EXTRACT TO READ:
Workers may finally be getting a bigger piece of the economic pie — at least in Europe. Just don’t ask why, or whether it will last.
In the decade since the financial crisis, much of the global economy has recovered and is back on stable footing. Companies are reporting record profits, unemployment levels are plummeting and overall global growth is back on track.
Wages in most developed countries, however, have barely budged.
The economic puzzle has ramifications for global political as well as financial stability. Resentment among middle- and lower-class workers, and the feeling they were not getting a fair share of economic growth, helped elect Donald J. Trump and contributed to the rise of right-wing parties in parts of Europe.
“This is one of the big economic questions of our time,” said Ángel Talavera, lead eurozone economist at Oxford Economics in London.
Europe may offer an exception to that trend. Wages in the eurozone are rising again after years of stagnation, a welcome development not only for working people but also for Mario Draghi, the president of the European Central Bank, who will hold a news conference on Thursday after a meeting of the bank’s Governing Council.
The central bank has been pulling out all the stops to push inflation back toward a level considered healthy for growth. But wage increases are effectively a prerequisite for sustained inflation, and, until recently, the bank had been frustrated by the failure of eurozone citizens’ paychecks to rise along with strong economic growth.
When official data last month showed that hourly wages in the eurozone rose 2 percent in the first three months of 2018 — finally — the central bank got the signal it was looking for. It announced it would end its main stimulus measure at the end of the year. At its meeting on Thursday, the Governing Council is expected to reaffirm that plan.
Yet a mystery remains. Economists have not been able to agree on why pay for most people in the United States, Europe, Japan and other wealthy countries had long been stagnant even as unemployment plummeted. In Europe, experts attribute the spike to an acute shortage of workers in countries like Germany, but there are many other theories.
And because officials don’t know for sure why wage growth recovered in the region, they can’t be sure it’s sustainable. Japan has already seen surges in wage growth that quickly sputtered.

INFORMATION GIVEN:
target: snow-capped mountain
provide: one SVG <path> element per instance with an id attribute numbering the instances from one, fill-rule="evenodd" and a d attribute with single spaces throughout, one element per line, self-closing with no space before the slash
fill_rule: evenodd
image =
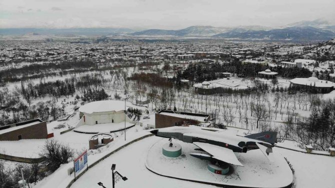
<path id="1" fill-rule="evenodd" d="M 244 40 L 328 40 L 335 34 L 326 30 L 311 26 L 290 27 L 265 30 L 248 30 L 245 32 L 230 31 L 216 34 L 214 38 Z"/>

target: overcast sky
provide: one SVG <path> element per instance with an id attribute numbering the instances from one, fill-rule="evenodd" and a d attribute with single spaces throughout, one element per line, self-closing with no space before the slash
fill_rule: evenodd
<path id="1" fill-rule="evenodd" d="M 0 0 L 0 28 L 280 26 L 335 22 L 335 0 Z"/>

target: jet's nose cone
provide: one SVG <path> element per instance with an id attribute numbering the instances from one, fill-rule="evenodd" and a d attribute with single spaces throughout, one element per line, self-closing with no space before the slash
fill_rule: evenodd
<path id="1" fill-rule="evenodd" d="M 150 132 L 153 134 L 154 135 L 157 135 L 157 132 L 158 132 L 158 130 L 152 130 Z"/>

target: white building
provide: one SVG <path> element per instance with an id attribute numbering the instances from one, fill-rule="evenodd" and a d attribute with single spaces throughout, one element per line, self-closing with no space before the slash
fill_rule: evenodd
<path id="1" fill-rule="evenodd" d="M 314 86 L 321 90 L 322 93 L 329 92 L 335 87 L 335 83 L 332 82 L 318 80 L 315 76 L 315 73 L 313 73 L 312 77 L 296 78 L 291 80 L 290 82 L 295 87 Z"/>
<path id="2" fill-rule="evenodd" d="M 124 122 L 124 102 L 122 100 L 100 100 L 88 103 L 79 108 L 82 122 L 80 124 L 92 126 Z M 131 122 L 127 116 L 126 122 Z"/>
<path id="3" fill-rule="evenodd" d="M 278 74 L 278 72 L 272 72 L 270 69 L 267 69 L 264 71 L 258 72 L 258 74 L 266 78 L 272 79 L 276 77 L 276 76 Z"/>
<path id="4" fill-rule="evenodd" d="M 301 62 L 282 62 L 279 63 L 279 64 L 282 67 L 294 68 L 297 66 L 298 68 L 302 68 L 302 64 Z"/>

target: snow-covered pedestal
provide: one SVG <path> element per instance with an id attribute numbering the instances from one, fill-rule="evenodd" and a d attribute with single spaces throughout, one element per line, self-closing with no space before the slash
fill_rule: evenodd
<path id="1" fill-rule="evenodd" d="M 182 154 L 182 146 L 178 143 L 174 143 L 172 146 L 170 143 L 163 145 L 162 154 L 164 156 L 169 158 L 177 158 Z"/>

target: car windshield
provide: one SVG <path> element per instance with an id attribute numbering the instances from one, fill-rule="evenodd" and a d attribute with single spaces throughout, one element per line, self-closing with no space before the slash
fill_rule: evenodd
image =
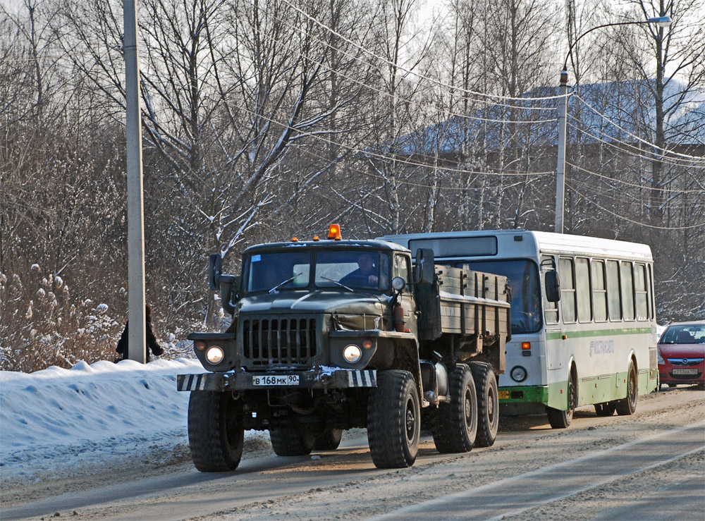
<path id="1" fill-rule="evenodd" d="M 658 343 L 705 344 L 705 324 L 670 326 Z"/>
<path id="2" fill-rule="evenodd" d="M 529 260 L 476 261 L 458 263 L 475 271 L 503 275 L 512 288 L 512 333 L 536 333 L 541 327 L 541 287 L 539 269 Z"/>
<path id="3" fill-rule="evenodd" d="M 313 265 L 312 265 L 312 264 Z M 390 256 L 362 250 L 256 253 L 245 257 L 243 288 L 247 293 L 294 290 L 309 286 L 312 272 L 318 288 L 386 290 Z"/>

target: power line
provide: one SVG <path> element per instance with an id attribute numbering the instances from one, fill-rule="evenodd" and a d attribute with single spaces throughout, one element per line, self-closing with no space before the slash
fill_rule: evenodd
<path id="1" fill-rule="evenodd" d="M 487 97 L 487 98 L 491 98 L 491 99 L 503 99 L 503 100 L 505 100 L 505 101 L 513 101 L 513 102 L 544 101 L 544 100 L 548 100 L 548 99 L 560 99 L 562 97 L 568 97 L 570 96 L 570 94 L 565 94 L 565 95 L 544 96 L 544 97 L 530 97 L 530 98 L 526 98 L 526 97 L 509 97 L 509 96 L 501 96 L 501 95 L 499 95 L 499 94 L 487 94 L 486 92 L 478 92 L 477 91 L 470 90 L 469 89 L 464 89 L 462 87 L 456 87 L 455 85 L 448 85 L 447 83 L 444 83 L 443 82 L 441 82 L 441 81 L 440 81 L 439 80 L 435 80 L 435 79 L 433 79 L 433 78 L 428 78 L 427 76 L 424 76 L 422 74 L 419 74 L 418 73 L 416 73 L 416 72 L 415 72 L 413 71 L 410 71 L 409 69 L 405 68 L 405 67 L 403 67 L 403 66 L 400 66 L 398 63 L 395 63 L 394 62 L 391 61 L 390 60 L 388 60 L 386 58 L 383 58 L 382 56 L 380 56 L 376 54 L 375 53 L 374 53 L 372 51 L 370 51 L 370 50 L 364 48 L 364 47 L 356 44 L 355 42 L 352 42 L 351 39 L 350 39 L 347 37 L 345 37 L 345 36 L 340 34 L 339 32 L 338 32 L 337 31 L 336 31 L 333 29 L 331 28 L 330 27 L 329 27 L 328 25 L 325 25 L 322 22 L 319 21 L 316 18 L 314 18 L 312 16 L 311 16 L 310 15 L 309 15 L 307 13 L 304 12 L 303 11 L 302 11 L 300 8 L 299 8 L 296 6 L 294 6 L 293 4 L 290 4 L 288 0 L 282 0 L 282 1 L 284 4 L 286 4 L 288 6 L 289 6 L 294 11 L 296 11 L 298 13 L 301 13 L 305 18 L 308 18 L 309 20 L 310 20 L 312 22 L 313 22 L 316 25 L 319 25 L 319 27 L 322 27 L 325 30 L 326 30 L 329 32 L 330 32 L 331 35 L 334 35 L 335 36 L 337 36 L 338 37 L 339 37 L 339 38 L 345 40 L 345 42 L 347 42 L 348 43 L 350 44 L 351 45 L 352 45 L 352 46 L 354 46 L 354 47 L 360 49 L 364 53 L 365 53 L 367 54 L 369 54 L 369 56 L 372 56 L 373 58 L 374 58 L 374 59 L 376 59 L 377 60 L 379 60 L 380 61 L 383 62 L 386 65 L 391 65 L 391 66 L 396 68 L 397 69 L 398 69 L 400 71 L 403 71 L 405 73 L 407 73 L 408 74 L 412 74 L 412 75 L 416 76 L 417 78 L 418 78 L 419 79 L 426 80 L 427 80 L 429 82 L 431 82 L 432 83 L 435 83 L 435 84 L 436 84 L 436 85 L 439 85 L 441 87 L 447 87 L 447 88 L 452 88 L 454 90 L 458 90 L 458 91 L 460 91 L 460 92 L 465 92 L 466 94 L 472 94 L 472 95 L 474 95 L 474 96 L 481 96 L 481 97 Z M 257 6 L 255 6 L 252 2 L 250 2 L 250 4 L 253 7 L 255 7 L 255 8 L 258 8 Z M 478 100 L 478 101 L 482 101 L 482 100 Z M 506 106 L 510 106 L 507 105 Z M 531 107 L 525 107 L 525 108 L 527 109 L 529 109 L 529 110 L 532 110 L 532 109 Z M 544 110 L 545 110 L 545 109 L 544 109 Z"/>
<path id="2" fill-rule="evenodd" d="M 627 222 L 632 223 L 632 224 L 638 224 L 640 226 L 645 226 L 646 228 L 654 228 L 654 229 L 656 229 L 656 230 L 692 230 L 693 228 L 705 228 L 705 223 L 701 223 L 699 224 L 693 224 L 693 225 L 691 225 L 689 226 L 655 226 L 654 225 L 646 224 L 646 223 L 639 222 L 638 221 L 632 221 L 632 219 L 628 219 L 627 217 L 625 217 L 623 215 L 620 215 L 618 214 L 616 214 L 614 212 L 612 212 L 611 210 L 609 210 L 607 208 L 605 208 L 604 207 L 603 207 L 603 206 L 601 206 L 600 204 L 598 204 L 596 202 L 595 202 L 594 201 L 591 200 L 589 197 L 588 197 L 587 196 L 583 195 L 579 190 L 577 190 L 574 186 L 572 185 L 572 183 L 570 182 L 566 181 L 565 183 L 570 188 L 571 190 L 572 190 L 573 192 L 575 192 L 575 194 L 577 194 L 577 195 L 579 195 L 580 197 L 582 197 L 584 200 L 586 200 L 588 202 L 591 203 L 591 204 L 594 204 L 594 206 L 597 207 L 601 210 L 602 210 L 603 212 L 606 212 L 608 214 L 611 214 L 611 215 L 613 215 L 615 217 L 618 217 L 620 219 L 622 219 L 623 221 L 626 221 Z"/>

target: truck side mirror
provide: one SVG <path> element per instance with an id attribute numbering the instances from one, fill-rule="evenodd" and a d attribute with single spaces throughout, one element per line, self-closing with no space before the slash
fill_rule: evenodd
<path id="1" fill-rule="evenodd" d="M 558 272 L 555 269 L 546 271 L 544 275 L 546 284 L 546 300 L 549 302 L 557 302 L 560 300 L 560 281 Z"/>
<path id="2" fill-rule="evenodd" d="M 222 264 L 223 257 L 219 253 L 214 253 L 208 259 L 208 287 L 211 291 L 218 290 Z"/>
<path id="3" fill-rule="evenodd" d="M 414 282 L 432 284 L 436 278 L 435 255 L 432 248 L 419 248 L 416 250 L 416 262 L 414 264 Z"/>
<path id="4" fill-rule="evenodd" d="M 403 277 L 394 277 L 392 279 L 392 289 L 398 293 L 403 291 L 405 288 L 406 288 L 406 281 Z"/>
<path id="5" fill-rule="evenodd" d="M 235 300 L 238 301 L 239 295 L 237 292 L 240 291 L 240 276 L 234 275 L 221 275 L 219 278 L 220 283 L 221 305 L 226 313 L 233 314 L 235 311 L 235 306 L 233 302 L 233 290 L 235 290 Z"/>

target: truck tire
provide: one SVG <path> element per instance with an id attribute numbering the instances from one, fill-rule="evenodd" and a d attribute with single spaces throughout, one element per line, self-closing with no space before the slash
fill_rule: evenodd
<path id="1" fill-rule="evenodd" d="M 271 427 L 269 441 L 278 456 L 305 456 L 313 450 L 316 437 L 305 428 L 289 422 Z"/>
<path id="2" fill-rule="evenodd" d="M 326 431 L 316 439 L 313 448 L 316 450 L 335 450 L 343 439 L 342 429 L 331 429 Z"/>
<path id="3" fill-rule="evenodd" d="M 627 369 L 627 397 L 615 402 L 615 408 L 620 416 L 629 416 L 637 410 L 637 391 L 639 383 L 637 380 L 637 368 L 634 362 L 630 360 Z"/>
<path id="4" fill-rule="evenodd" d="M 416 461 L 421 438 L 421 405 L 416 382 L 407 371 L 377 373 L 367 403 L 367 441 L 377 468 L 399 469 Z"/>
<path id="5" fill-rule="evenodd" d="M 431 421 L 431 433 L 440 453 L 472 450 L 477 434 L 477 396 L 472 372 L 458 364 L 450 374 L 450 403 L 441 403 Z"/>
<path id="6" fill-rule="evenodd" d="M 229 393 L 192 391 L 188 400 L 188 445 L 202 472 L 235 470 L 243 455 L 243 412 Z"/>
<path id="7" fill-rule="evenodd" d="M 499 429 L 499 389 L 492 366 L 482 362 L 470 363 L 477 391 L 477 436 L 476 447 L 491 447 Z"/>

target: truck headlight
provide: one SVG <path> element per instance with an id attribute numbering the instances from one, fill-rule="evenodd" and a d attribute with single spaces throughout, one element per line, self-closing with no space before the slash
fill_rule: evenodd
<path id="1" fill-rule="evenodd" d="M 217 345 L 212 345 L 206 351 L 206 360 L 214 365 L 216 365 L 223 361 L 225 353 L 223 350 Z"/>
<path id="2" fill-rule="evenodd" d="M 349 363 L 355 364 L 362 357 L 362 350 L 355 344 L 348 344 L 343 350 L 343 357 Z"/>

TASK INSTRUCTIONS:
Continue the article on rising wages in Europe, starting right after its last sentence.

ANSWER TO THIS PROBLEM:
Back in simpler days, falling unemployment usually led to higher wages. Employers had to compete harder for workers, and paychecks rose across the board. Inflation also went up, at least temporarily, as businesses passed on the higher cost of labor to customers.
The Phillips Curve, a graph plotting the inverse relationship between falling joblessness and rising inflation, named for its originator, the New Zealand-born economist William Phillips, was for decades a staple both of introductory economics courses and of monetary policy.
But in recent years the relationship between growth, wages and inflation has become much harder to understand. Economists have devoted enormous energy trying to explain why inflation and wages remained stuck in neutral even as unemployment in countries like Germany fell to record lows.
In a measure of the issue’s importance, the European Central Bank made the interplay of those factors the focus of its annual gathering last month of leading economists in Sintra, Portugal.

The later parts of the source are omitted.